Would it be possible to quote, exactly and in full, the lines from the one with "each carport roof" through the end of the entries below?

(Dataset records)
━━━━━━━━━━━━━━━━━━━━━━━━━━━━━━

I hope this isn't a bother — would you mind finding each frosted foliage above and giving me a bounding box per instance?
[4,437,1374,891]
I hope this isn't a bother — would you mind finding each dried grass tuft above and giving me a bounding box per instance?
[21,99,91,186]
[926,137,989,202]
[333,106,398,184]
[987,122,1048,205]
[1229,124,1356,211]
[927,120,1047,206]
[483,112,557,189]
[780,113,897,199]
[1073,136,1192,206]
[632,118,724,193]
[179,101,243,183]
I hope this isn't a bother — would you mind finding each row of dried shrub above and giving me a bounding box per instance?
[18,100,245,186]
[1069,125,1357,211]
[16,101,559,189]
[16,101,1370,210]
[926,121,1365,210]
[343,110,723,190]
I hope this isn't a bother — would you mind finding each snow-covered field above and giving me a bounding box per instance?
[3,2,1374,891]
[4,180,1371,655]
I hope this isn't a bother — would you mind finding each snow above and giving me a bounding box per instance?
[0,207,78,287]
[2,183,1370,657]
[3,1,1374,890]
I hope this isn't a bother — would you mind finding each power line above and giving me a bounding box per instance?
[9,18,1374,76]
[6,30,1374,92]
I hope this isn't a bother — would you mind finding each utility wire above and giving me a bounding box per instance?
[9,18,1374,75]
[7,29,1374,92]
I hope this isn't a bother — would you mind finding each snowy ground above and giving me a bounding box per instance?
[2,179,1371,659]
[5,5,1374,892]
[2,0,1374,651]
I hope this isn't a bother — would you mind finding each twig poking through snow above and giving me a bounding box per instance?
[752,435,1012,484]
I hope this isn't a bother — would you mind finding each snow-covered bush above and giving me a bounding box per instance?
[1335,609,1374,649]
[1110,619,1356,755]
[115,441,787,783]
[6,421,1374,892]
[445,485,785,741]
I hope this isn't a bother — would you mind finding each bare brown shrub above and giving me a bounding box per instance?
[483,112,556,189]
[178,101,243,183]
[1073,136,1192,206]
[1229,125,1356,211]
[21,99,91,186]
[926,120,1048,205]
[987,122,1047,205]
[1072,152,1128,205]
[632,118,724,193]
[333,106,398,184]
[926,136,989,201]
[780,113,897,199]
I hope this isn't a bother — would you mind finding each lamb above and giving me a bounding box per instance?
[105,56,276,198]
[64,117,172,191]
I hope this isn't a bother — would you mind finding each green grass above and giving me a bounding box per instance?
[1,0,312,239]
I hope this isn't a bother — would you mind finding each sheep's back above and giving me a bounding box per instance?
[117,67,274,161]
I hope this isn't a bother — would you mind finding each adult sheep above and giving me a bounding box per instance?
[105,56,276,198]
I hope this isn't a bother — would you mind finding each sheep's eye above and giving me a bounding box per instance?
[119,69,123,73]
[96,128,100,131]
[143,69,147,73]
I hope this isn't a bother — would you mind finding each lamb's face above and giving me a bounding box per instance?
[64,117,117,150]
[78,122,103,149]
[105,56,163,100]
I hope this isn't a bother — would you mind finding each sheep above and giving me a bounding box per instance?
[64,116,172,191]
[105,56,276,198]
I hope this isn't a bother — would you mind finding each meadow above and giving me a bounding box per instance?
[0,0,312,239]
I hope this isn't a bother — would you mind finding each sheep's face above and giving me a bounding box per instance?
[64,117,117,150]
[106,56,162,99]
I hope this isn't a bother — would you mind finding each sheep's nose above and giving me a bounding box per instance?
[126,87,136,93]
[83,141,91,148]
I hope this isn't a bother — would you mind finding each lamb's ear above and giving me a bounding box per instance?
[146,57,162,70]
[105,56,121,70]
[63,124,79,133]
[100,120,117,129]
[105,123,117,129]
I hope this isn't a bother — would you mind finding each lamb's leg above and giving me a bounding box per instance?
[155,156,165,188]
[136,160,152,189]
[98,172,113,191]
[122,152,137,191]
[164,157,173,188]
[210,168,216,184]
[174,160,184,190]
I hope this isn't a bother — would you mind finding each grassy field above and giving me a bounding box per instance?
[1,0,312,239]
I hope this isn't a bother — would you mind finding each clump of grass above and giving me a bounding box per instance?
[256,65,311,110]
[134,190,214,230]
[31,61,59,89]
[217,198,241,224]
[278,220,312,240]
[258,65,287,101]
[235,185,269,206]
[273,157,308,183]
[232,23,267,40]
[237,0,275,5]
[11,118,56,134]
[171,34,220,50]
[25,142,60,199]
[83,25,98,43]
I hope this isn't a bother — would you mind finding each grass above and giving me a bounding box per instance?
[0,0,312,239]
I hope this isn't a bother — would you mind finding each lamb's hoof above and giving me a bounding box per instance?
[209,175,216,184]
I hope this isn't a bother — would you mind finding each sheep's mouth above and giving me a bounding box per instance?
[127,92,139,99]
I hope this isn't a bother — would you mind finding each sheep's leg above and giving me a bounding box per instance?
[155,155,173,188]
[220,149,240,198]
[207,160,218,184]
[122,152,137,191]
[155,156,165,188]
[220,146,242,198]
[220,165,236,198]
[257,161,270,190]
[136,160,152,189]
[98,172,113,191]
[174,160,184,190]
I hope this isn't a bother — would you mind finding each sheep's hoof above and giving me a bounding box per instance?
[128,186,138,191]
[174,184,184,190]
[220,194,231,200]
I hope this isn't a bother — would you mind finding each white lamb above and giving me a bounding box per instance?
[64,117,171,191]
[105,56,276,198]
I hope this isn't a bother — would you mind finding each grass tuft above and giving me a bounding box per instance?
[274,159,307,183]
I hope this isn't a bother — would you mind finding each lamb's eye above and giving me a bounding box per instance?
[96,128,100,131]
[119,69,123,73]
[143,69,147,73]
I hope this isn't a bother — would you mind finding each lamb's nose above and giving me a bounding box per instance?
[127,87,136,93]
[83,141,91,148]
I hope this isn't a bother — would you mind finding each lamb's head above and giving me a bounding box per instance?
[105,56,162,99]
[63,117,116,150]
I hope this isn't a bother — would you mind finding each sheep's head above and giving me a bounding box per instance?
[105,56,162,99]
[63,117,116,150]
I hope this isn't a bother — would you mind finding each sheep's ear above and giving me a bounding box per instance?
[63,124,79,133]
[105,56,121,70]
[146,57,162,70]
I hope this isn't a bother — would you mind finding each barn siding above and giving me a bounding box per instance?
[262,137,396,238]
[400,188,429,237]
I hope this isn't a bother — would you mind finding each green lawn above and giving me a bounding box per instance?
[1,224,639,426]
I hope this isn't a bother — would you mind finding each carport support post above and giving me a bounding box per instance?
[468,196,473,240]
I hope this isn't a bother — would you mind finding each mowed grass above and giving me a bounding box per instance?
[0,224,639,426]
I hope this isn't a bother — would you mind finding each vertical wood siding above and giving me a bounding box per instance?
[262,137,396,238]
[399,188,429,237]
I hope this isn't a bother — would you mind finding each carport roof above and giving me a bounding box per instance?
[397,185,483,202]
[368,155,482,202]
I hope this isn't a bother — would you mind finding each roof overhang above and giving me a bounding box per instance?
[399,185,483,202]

━━━━━━━━━━━━━━━━━━━━━━━━━━━━━━

• **Output**
I hope this isn't a bother — would you mind finding each carport roof above and giving me a bounding box per instance?
[397,185,483,202]
[368,155,482,202]
I hope this isn't a bother — would you mind finding each roof overhang above and giving me a bounding box per instance?
[399,185,483,202]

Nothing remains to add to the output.